CHALLENGE
Starting from the line that contains "sneaker? Mark that spot.", reproduce each line exactly through the end of the material, and include no other lines.

GIVEN RECORDS
------------------------------------------------

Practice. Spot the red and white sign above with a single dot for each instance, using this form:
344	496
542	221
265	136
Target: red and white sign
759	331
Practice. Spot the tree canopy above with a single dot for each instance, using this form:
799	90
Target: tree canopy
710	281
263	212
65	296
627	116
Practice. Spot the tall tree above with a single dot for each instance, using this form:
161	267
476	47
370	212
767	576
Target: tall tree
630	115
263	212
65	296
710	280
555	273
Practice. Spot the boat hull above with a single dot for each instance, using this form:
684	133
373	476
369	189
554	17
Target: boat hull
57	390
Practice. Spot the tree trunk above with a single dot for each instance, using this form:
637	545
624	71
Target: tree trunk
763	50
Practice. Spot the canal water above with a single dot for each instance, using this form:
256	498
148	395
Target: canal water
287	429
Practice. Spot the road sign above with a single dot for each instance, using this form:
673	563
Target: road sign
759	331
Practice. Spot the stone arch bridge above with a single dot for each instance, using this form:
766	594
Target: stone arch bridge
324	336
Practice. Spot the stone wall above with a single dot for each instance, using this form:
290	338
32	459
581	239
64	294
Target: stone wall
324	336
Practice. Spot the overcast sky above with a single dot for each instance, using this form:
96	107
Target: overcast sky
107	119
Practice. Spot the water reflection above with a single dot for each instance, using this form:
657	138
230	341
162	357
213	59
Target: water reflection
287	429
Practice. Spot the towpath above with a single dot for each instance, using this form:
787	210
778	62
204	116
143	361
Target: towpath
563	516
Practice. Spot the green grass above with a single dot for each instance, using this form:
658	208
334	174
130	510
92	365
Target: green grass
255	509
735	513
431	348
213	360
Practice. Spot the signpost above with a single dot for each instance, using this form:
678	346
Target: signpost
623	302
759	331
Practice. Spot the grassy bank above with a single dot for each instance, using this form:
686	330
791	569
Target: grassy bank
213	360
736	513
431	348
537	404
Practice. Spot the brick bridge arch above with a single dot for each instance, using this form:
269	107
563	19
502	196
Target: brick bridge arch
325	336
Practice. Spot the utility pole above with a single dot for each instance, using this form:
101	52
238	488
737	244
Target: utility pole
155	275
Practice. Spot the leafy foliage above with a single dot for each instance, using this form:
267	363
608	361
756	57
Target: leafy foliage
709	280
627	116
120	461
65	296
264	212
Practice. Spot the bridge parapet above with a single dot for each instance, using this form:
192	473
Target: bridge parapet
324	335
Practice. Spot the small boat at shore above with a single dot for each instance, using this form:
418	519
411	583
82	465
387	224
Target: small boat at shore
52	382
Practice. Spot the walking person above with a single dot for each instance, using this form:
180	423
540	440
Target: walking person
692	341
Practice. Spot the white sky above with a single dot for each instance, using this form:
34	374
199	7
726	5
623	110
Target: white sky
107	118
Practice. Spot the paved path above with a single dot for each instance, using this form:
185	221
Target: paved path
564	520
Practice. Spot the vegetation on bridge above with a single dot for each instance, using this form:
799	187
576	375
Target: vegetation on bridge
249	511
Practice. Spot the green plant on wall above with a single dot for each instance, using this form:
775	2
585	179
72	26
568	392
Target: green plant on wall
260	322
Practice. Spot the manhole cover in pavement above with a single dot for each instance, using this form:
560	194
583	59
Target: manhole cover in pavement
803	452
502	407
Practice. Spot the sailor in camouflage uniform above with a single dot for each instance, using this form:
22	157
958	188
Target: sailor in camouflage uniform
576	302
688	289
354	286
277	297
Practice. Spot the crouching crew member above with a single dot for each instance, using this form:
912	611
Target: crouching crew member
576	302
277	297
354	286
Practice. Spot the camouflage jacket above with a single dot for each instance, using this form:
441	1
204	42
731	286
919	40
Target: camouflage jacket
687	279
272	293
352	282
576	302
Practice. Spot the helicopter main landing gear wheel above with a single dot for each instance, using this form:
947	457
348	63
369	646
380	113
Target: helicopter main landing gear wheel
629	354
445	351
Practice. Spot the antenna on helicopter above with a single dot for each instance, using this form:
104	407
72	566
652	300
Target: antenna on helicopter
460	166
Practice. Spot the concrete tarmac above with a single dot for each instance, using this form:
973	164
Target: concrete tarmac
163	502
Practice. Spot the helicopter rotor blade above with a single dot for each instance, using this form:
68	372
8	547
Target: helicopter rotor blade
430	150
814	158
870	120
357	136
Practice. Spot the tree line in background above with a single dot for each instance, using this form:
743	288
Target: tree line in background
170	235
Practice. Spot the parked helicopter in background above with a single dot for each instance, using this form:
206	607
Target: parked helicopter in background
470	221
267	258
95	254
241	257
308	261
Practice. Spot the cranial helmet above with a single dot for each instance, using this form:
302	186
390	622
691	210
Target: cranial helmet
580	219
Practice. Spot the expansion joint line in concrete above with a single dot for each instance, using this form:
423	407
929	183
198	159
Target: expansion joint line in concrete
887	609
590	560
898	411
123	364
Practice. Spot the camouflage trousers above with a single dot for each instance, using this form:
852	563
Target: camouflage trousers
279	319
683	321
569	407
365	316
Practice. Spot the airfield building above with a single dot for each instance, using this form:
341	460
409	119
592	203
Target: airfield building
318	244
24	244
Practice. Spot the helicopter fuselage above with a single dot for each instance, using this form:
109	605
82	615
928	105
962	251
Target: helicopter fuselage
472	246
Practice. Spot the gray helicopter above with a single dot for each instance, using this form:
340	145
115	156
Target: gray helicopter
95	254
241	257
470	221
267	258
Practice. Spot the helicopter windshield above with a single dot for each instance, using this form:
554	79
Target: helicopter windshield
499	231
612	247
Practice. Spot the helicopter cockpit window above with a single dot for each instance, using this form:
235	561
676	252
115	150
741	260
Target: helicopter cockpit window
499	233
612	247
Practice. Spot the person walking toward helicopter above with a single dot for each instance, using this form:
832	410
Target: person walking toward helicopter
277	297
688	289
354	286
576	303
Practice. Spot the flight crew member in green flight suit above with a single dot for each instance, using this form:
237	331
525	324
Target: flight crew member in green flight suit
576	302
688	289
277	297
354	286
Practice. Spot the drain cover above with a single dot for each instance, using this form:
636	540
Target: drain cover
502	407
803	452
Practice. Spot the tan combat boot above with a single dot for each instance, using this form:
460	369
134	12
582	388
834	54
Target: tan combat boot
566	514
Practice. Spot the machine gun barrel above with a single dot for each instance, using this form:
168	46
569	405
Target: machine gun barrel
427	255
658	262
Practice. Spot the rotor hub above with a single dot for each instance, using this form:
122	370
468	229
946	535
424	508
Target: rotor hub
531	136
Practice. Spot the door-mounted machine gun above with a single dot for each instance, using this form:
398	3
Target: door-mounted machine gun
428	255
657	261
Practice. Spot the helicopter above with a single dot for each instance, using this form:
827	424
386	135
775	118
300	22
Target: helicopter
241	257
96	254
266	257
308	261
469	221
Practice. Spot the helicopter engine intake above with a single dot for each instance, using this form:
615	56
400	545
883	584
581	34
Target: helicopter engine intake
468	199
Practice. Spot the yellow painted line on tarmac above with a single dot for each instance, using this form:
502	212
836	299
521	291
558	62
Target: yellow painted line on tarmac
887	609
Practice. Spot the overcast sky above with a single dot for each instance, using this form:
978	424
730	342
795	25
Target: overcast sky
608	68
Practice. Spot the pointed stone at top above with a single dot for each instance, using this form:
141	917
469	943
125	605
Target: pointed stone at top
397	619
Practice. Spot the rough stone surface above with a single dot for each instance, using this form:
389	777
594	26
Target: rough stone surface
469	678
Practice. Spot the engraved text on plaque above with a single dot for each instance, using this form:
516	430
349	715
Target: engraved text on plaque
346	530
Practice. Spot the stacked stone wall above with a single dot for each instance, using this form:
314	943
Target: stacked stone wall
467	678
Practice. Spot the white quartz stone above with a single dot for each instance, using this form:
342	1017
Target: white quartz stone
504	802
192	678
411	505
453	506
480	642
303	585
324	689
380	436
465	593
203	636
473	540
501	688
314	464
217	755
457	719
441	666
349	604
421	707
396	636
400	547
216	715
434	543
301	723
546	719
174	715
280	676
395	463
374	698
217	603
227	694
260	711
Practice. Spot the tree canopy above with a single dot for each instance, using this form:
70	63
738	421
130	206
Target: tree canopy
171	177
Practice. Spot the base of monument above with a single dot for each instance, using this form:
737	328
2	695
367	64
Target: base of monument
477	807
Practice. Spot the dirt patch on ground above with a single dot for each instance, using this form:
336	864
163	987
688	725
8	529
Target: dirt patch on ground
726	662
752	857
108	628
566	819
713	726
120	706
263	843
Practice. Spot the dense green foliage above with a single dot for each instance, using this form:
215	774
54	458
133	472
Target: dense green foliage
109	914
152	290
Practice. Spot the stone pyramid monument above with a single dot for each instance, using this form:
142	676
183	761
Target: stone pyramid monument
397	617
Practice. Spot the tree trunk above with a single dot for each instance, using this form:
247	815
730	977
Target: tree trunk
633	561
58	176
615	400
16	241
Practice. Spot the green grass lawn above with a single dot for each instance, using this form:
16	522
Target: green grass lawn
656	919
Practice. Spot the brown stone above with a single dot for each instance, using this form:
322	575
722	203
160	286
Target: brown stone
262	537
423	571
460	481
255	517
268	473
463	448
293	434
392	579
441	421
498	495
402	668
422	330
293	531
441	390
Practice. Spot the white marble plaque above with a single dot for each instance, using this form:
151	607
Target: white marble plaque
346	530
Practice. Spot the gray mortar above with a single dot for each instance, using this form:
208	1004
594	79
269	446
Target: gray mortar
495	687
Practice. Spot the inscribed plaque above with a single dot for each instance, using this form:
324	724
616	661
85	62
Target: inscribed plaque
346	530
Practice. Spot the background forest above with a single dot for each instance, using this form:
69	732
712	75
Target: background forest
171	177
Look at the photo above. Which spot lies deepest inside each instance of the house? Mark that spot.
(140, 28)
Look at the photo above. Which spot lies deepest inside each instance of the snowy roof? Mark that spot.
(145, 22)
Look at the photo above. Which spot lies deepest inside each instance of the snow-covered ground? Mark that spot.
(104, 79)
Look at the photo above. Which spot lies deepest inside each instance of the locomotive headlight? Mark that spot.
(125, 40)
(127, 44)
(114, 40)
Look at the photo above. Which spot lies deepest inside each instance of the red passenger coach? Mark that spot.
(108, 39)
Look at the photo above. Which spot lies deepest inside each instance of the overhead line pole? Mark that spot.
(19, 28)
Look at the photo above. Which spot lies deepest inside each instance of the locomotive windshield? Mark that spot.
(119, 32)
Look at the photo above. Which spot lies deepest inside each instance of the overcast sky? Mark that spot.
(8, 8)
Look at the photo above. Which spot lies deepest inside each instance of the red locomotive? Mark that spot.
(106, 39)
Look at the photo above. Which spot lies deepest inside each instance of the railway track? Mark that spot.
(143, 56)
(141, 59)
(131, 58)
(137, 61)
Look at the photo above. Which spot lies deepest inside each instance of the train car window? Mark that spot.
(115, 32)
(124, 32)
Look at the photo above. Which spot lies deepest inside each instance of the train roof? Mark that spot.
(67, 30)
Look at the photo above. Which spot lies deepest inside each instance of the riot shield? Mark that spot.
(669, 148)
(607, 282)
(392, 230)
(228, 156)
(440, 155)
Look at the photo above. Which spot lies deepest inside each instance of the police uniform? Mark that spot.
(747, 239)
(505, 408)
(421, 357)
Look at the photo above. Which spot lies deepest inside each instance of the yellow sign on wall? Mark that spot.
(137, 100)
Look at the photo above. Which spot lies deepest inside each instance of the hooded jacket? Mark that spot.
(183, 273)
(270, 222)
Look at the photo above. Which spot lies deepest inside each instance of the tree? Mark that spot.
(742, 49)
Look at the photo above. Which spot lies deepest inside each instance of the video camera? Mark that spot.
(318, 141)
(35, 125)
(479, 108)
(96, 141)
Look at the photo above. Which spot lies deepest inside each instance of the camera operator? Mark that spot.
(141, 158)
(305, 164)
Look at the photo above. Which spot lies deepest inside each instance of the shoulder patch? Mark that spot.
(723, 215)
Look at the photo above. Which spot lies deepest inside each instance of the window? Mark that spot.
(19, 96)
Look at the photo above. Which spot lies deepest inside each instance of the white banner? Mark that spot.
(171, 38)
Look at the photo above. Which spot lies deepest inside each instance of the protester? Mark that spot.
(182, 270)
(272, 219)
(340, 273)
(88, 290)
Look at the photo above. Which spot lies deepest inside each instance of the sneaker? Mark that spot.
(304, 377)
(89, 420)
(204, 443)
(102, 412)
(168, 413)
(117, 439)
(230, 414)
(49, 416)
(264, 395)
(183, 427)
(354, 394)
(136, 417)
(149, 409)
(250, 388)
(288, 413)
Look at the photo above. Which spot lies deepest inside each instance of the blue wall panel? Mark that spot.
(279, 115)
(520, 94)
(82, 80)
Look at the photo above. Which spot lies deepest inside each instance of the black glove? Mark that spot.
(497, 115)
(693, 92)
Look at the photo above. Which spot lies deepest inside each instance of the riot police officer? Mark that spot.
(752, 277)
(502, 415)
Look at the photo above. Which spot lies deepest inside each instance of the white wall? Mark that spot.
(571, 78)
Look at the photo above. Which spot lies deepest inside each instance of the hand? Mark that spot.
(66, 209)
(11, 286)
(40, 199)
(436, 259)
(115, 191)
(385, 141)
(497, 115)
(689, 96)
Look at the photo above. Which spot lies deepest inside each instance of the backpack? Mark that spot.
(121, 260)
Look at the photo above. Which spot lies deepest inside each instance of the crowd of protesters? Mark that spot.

------------------------------------------------

WRITTEN ANSWER
Look at the photo above. Which spot lies deepest inside each instance of the sneaker? Mark that spot.
(304, 377)
(89, 420)
(204, 443)
(102, 412)
(168, 413)
(117, 439)
(230, 414)
(49, 416)
(264, 395)
(183, 427)
(354, 394)
(136, 417)
(149, 409)
(250, 388)
(288, 413)
Look at the photo above. Which spot lies deepest inside each instance of the blue wall panel? Mark that spot.
(279, 115)
(520, 94)
(82, 80)
Look at the photo above. Which spot lies deepest inside each instance of the black glove? Mark that spot.
(497, 115)
(693, 92)
Look at the photo above. Which spot lies deepest inside each instance of the riot police officer? Mark that spot.
(752, 277)
(502, 415)
Look at the photo above. Which spot lies deepest inside each instance of the white wall? Mark that spot.
(571, 78)
Look at the photo above. Which spot lies deepest inside each instance of the hand? Mark that spot.
(66, 209)
(11, 286)
(40, 199)
(436, 259)
(115, 191)
(385, 141)
(497, 115)
(689, 96)
Look at the photo above. Which spot lies deepest inside each instance of the backpack? Mark that spot.
(121, 260)
Look at the photo above. Which spot lies deepest inside each instance of the crowd of protesters? Mark that spot.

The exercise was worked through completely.